TASK DESCRIPTION
Quote word for word the stretch of the items below, from the line containing "[point] door frame" through the end of the items, leaving out any pictures.

INPUT ROWS
******************************
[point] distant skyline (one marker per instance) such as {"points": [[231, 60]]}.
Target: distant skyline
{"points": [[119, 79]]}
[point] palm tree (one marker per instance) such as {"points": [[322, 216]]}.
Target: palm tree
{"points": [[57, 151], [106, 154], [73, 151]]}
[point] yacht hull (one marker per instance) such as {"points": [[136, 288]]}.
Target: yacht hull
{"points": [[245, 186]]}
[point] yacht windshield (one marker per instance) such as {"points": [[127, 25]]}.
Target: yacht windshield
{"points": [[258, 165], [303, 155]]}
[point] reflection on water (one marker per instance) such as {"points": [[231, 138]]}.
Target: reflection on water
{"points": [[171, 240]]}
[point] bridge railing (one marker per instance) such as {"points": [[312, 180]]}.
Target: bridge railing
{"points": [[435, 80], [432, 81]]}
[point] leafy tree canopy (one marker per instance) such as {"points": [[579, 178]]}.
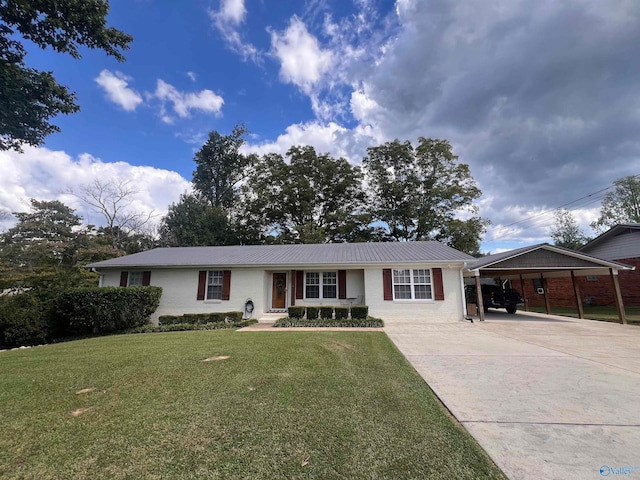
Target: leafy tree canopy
{"points": [[220, 167], [621, 205], [30, 98], [420, 192], [309, 199], [566, 231], [194, 222]]}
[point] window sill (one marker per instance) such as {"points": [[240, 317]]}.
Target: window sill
{"points": [[407, 300]]}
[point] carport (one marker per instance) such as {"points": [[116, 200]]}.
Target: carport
{"points": [[544, 261]]}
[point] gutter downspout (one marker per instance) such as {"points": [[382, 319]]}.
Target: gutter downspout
{"points": [[463, 299]]}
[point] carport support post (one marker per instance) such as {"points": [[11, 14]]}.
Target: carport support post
{"points": [[576, 291], [524, 295], [545, 287], [479, 296], [616, 287]]}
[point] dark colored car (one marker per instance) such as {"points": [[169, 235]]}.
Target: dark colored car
{"points": [[494, 296]]}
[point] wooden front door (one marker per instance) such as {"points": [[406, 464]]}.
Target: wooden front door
{"points": [[279, 293]]}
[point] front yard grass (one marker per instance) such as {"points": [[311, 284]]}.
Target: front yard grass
{"points": [[286, 405], [607, 314]]}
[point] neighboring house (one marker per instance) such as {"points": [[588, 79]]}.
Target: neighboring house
{"points": [[399, 281], [620, 244]]}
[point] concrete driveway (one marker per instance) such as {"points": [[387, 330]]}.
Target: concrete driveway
{"points": [[547, 397]]}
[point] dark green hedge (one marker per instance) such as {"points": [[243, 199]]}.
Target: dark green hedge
{"points": [[178, 327], [81, 311], [326, 312], [359, 311], [23, 321], [325, 322], [296, 312], [200, 318], [342, 313]]}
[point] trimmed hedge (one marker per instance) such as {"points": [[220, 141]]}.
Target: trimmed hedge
{"points": [[200, 318], [326, 312], [179, 327], [325, 322], [23, 321], [80, 311], [296, 312], [359, 311], [342, 313]]}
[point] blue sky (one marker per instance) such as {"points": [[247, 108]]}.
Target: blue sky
{"points": [[539, 98]]}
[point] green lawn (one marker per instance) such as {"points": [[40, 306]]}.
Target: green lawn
{"points": [[283, 405], [608, 314]]}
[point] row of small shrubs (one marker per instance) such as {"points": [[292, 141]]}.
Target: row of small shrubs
{"points": [[330, 322], [358, 312], [179, 327], [200, 318]]}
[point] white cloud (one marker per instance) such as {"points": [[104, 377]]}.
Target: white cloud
{"points": [[302, 61], [183, 102], [232, 11], [46, 174], [116, 86], [328, 137], [227, 20]]}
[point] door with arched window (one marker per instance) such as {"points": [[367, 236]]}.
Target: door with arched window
{"points": [[279, 292]]}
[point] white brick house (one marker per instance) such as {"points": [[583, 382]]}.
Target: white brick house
{"points": [[400, 282]]}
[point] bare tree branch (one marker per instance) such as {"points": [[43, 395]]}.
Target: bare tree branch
{"points": [[113, 200]]}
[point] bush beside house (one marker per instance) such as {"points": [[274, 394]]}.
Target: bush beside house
{"points": [[38, 316], [359, 317]]}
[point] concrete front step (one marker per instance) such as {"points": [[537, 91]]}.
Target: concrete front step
{"points": [[270, 317]]}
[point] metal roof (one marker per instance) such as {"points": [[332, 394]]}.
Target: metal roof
{"points": [[519, 259], [292, 255], [612, 232]]}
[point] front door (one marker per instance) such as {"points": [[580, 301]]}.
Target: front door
{"points": [[279, 294]]}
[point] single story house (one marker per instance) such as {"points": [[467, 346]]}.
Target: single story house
{"points": [[620, 244], [399, 281]]}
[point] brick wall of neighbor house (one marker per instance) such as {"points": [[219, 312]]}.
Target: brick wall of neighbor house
{"points": [[180, 288], [594, 291], [403, 311]]}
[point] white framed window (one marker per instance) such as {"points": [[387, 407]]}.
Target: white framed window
{"points": [[412, 284], [329, 285], [321, 285], [135, 279], [214, 285]]}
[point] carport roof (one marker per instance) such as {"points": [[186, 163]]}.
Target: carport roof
{"points": [[543, 258]]}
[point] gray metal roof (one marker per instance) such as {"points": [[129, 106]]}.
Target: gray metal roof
{"points": [[501, 260], [292, 255], [612, 232]]}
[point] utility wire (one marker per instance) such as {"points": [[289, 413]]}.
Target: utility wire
{"points": [[591, 197]]}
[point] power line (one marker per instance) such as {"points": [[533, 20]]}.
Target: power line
{"points": [[591, 197]]}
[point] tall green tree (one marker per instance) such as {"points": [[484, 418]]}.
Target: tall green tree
{"points": [[420, 193], [29, 98], [194, 222], [220, 167], [310, 198], [43, 236], [621, 205], [566, 232]]}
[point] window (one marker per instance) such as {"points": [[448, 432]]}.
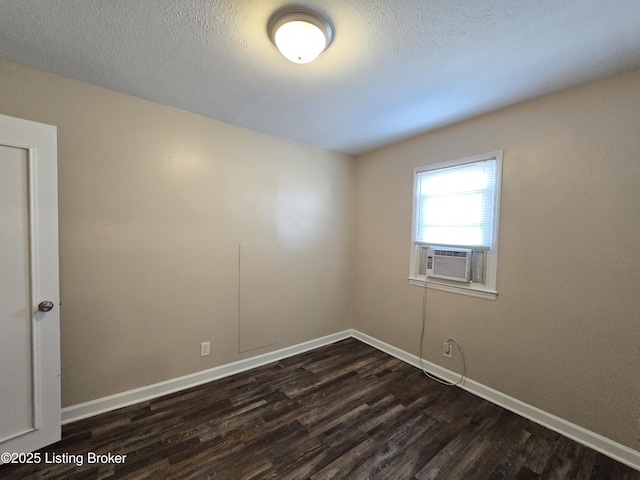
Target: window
{"points": [[456, 208]]}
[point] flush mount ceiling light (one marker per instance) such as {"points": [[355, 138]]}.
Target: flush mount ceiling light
{"points": [[301, 34]]}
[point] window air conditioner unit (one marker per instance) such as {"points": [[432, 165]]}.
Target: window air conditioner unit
{"points": [[448, 264]]}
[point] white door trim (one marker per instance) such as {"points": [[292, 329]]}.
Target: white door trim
{"points": [[40, 141]]}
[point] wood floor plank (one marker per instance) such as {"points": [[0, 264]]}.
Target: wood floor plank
{"points": [[342, 411]]}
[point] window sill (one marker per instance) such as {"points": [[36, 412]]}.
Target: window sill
{"points": [[469, 290]]}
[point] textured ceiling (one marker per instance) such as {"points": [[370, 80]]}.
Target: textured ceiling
{"points": [[395, 68]]}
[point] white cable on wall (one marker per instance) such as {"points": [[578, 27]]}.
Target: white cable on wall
{"points": [[424, 321]]}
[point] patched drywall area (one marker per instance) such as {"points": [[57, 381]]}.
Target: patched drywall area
{"points": [[154, 204]]}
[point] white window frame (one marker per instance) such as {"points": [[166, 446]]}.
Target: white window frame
{"points": [[488, 290]]}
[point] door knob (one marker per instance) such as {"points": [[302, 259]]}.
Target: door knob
{"points": [[45, 306]]}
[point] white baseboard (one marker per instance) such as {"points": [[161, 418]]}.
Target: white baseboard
{"points": [[586, 437], [581, 435], [131, 397]]}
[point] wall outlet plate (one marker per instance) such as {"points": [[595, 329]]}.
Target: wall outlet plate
{"points": [[447, 350]]}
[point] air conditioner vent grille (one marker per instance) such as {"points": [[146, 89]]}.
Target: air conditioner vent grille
{"points": [[451, 253]]}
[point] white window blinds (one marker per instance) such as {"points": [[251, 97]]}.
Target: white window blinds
{"points": [[455, 205]]}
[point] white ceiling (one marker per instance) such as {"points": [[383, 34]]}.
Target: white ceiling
{"points": [[395, 68]]}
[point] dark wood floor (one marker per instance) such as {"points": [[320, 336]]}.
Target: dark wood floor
{"points": [[344, 411]]}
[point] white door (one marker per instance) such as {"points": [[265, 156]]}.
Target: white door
{"points": [[29, 291]]}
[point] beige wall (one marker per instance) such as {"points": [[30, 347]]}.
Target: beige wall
{"points": [[154, 204], [564, 333]]}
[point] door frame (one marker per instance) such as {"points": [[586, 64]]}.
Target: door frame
{"points": [[40, 142]]}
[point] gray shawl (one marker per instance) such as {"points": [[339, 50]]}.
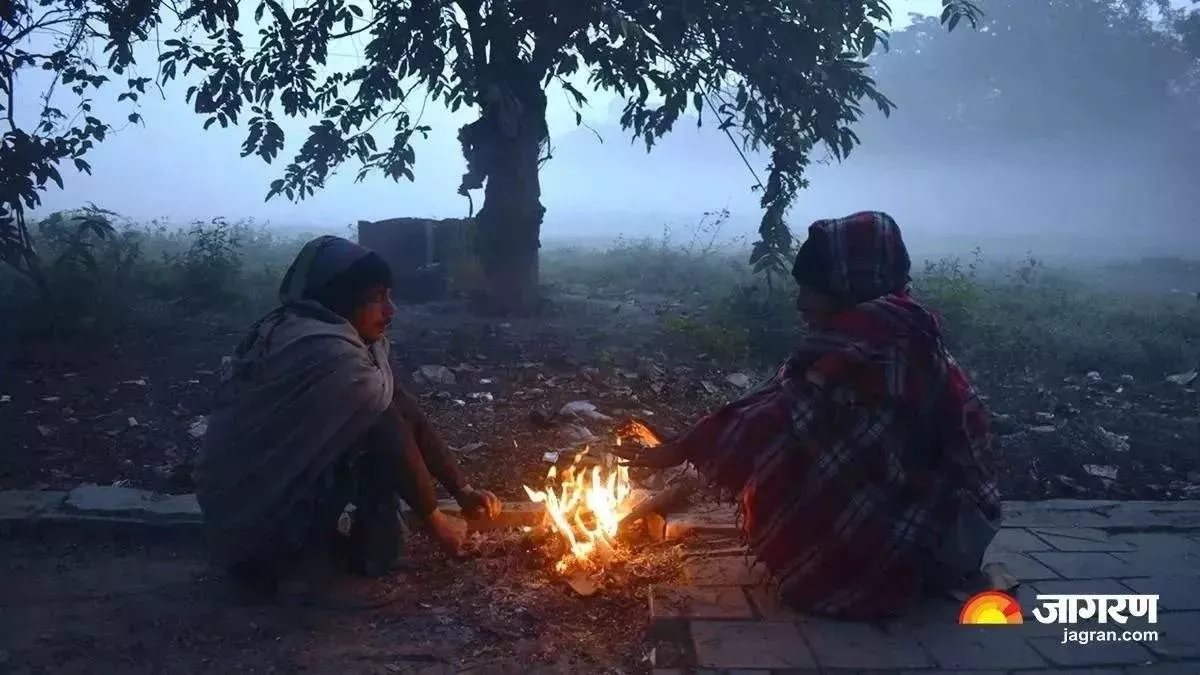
******************************
WRITTEN SOLUTION
[point] door frame (one marker per instance) such as {"points": [[586, 64]]}.
Target: door frame
{"points": [[40, 142]]}
[point] gray shawl (one marker per instance) such as {"points": [[339, 50]]}.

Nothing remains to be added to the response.